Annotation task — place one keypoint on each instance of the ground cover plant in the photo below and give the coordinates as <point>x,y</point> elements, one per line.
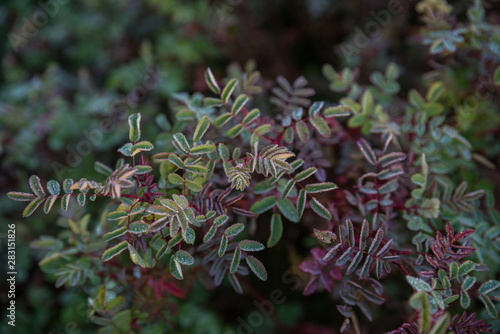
<point>372,205</point>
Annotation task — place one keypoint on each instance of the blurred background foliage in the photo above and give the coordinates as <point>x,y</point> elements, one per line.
<point>84,64</point>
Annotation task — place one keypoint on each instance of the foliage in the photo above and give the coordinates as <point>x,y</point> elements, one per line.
<point>379,193</point>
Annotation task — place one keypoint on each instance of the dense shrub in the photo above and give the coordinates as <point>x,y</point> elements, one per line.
<point>374,199</point>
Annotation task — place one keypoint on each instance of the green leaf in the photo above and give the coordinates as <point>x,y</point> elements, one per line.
<point>489,286</point>
<point>239,103</point>
<point>49,203</point>
<point>138,227</point>
<point>53,187</point>
<point>263,205</point>
<point>354,263</point>
<point>114,251</point>
<point>250,246</point>
<point>81,199</point>
<point>223,246</point>
<point>134,122</point>
<point>344,257</point>
<point>17,196</point>
<point>356,121</point>
<point>181,142</point>
<point>175,268</point>
<point>305,174</point>
<point>115,234</point>
<point>222,119</point>
<point>466,268</point>
<point>338,111</point>
<point>430,208</point>
<point>288,188</point>
<point>464,299</point>
<point>221,220</point>
<point>173,158</point>
<point>141,146</point>
<point>196,169</point>
<point>364,234</point>
<point>209,102</point>
<point>228,90</point>
<point>302,131</point>
<point>319,208</point>
<point>321,126</point>
<point>194,186</point>
<point>234,230</point>
<point>234,131</point>
<point>441,326</point>
<point>315,108</point>
<point>65,202</point>
<point>136,258</point>
<point>433,108</point>
<point>257,267</point>
<point>32,206</point>
<point>184,257</point>
<point>251,116</point>
<point>288,210</point>
<point>468,283</point>
<point>185,114</point>
<point>453,269</point>
<point>175,179</point>
<point>223,152</point>
<point>276,230</point>
<point>418,284</point>
<point>320,187</point>
<point>210,234</point>
<point>201,128</point>
<point>435,91</point>
<point>235,262</point>
<point>143,169</point>
<point>203,149</point>
<point>211,82</point>
<point>36,186</point>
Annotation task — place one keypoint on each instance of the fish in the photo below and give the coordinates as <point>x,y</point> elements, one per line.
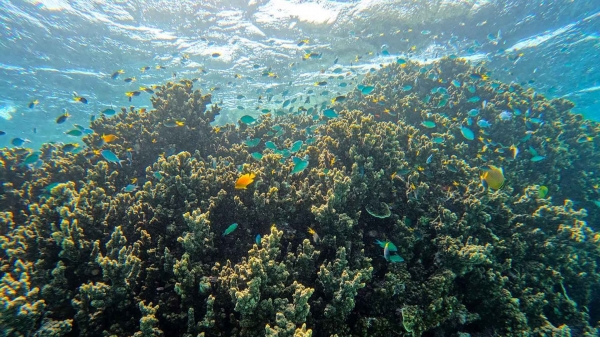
<point>244,180</point>
<point>33,103</point>
<point>467,133</point>
<point>252,142</point>
<point>482,123</point>
<point>542,192</point>
<point>296,146</point>
<point>80,99</point>
<point>330,113</point>
<point>230,229</point>
<point>270,145</point>
<point>477,76</point>
<point>515,151</point>
<point>70,147</point>
<point>171,123</point>
<point>32,158</point>
<point>428,124</point>
<point>584,139</point>
<point>247,119</point>
<point>367,89</point>
<point>299,165</point>
<point>505,116</point>
<point>110,157</point>
<point>109,112</point>
<point>391,246</point>
<point>386,251</point>
<point>131,94</point>
<point>395,259</point>
<point>108,138</point>
<point>314,234</point>
<point>146,89</point>
<point>117,73</point>
<point>338,99</point>
<point>62,118</point>
<point>256,155</point>
<point>492,177</point>
<point>311,56</point>
<point>130,188</point>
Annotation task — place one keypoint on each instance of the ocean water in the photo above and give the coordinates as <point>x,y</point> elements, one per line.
<point>346,168</point>
<point>51,49</point>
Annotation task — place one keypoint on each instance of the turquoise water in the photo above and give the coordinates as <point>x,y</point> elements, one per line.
<point>299,168</point>
<point>50,49</point>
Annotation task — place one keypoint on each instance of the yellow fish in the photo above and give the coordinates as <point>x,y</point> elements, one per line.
<point>108,138</point>
<point>244,180</point>
<point>492,177</point>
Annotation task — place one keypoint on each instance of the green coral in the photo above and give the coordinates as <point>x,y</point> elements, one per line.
<point>80,255</point>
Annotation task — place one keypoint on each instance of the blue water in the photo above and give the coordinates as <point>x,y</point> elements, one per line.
<point>50,49</point>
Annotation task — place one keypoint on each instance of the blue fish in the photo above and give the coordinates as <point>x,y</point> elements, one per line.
<point>329,113</point>
<point>19,141</point>
<point>110,157</point>
<point>299,165</point>
<point>483,123</point>
<point>467,133</point>
<point>230,229</point>
<point>130,188</point>
<point>367,90</point>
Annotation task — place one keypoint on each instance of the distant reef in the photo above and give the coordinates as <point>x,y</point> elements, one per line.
<point>440,202</point>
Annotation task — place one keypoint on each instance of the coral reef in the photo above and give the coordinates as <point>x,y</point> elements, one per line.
<point>81,255</point>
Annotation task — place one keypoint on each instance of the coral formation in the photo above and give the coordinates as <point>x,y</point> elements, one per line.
<point>82,256</point>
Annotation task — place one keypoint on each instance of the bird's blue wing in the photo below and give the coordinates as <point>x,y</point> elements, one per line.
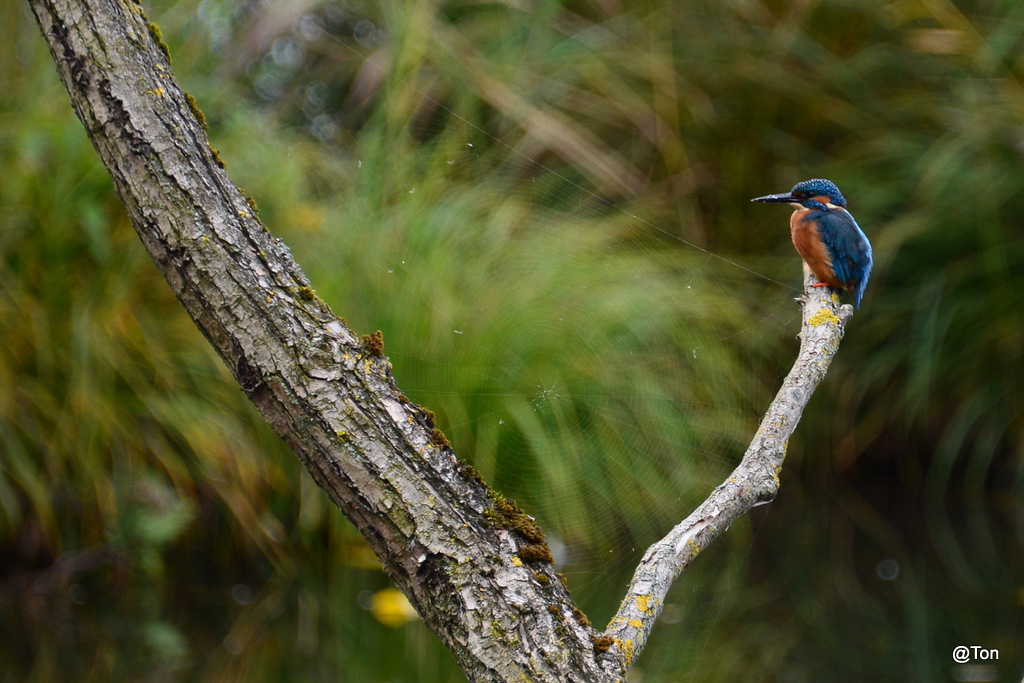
<point>849,248</point>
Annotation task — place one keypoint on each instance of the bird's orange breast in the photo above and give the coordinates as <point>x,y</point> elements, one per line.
<point>808,243</point>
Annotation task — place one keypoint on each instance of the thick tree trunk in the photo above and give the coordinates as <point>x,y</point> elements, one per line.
<point>475,567</point>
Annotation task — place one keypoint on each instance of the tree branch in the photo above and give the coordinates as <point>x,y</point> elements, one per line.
<point>755,481</point>
<point>474,566</point>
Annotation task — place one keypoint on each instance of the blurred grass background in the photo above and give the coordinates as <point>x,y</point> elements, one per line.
<point>153,528</point>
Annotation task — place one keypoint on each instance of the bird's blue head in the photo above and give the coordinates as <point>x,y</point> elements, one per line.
<point>813,194</point>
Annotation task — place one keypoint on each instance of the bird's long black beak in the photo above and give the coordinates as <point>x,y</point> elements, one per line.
<point>783,198</point>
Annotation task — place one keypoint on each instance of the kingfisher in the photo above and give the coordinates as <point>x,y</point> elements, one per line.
<point>833,246</point>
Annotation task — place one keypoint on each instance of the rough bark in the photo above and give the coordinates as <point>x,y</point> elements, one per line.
<point>474,566</point>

————

■ EXERCISE DESCRIPTION ■
Reproduce the entries word for word, from their beginning through the line that contains "<point>374,199</point>", including that line. Leave the pictures out.

■ TASK SOLUTION ■
Annotation task — place one keypoint on each instance of the ground cover plant in the photo below and give the coordinates as <point>x,y</point> elements, one per line.
<point>372,205</point>
Annotation task — place one keypoint on each instance of the blurred background foliage in the photo above and give the coordinates as <point>x,y</point> elements, one per line.
<point>84,64</point>
Annotation task — place one keypoint on each instance of the foliage in the photo above and give the coordinates as <point>x,y</point> elements, one per line.
<point>379,193</point>
Annotation task — place one keypoint on each instance of the dense shrub in the photo above and give the coordinates as <point>x,y</point> elements, one per line.
<point>374,199</point>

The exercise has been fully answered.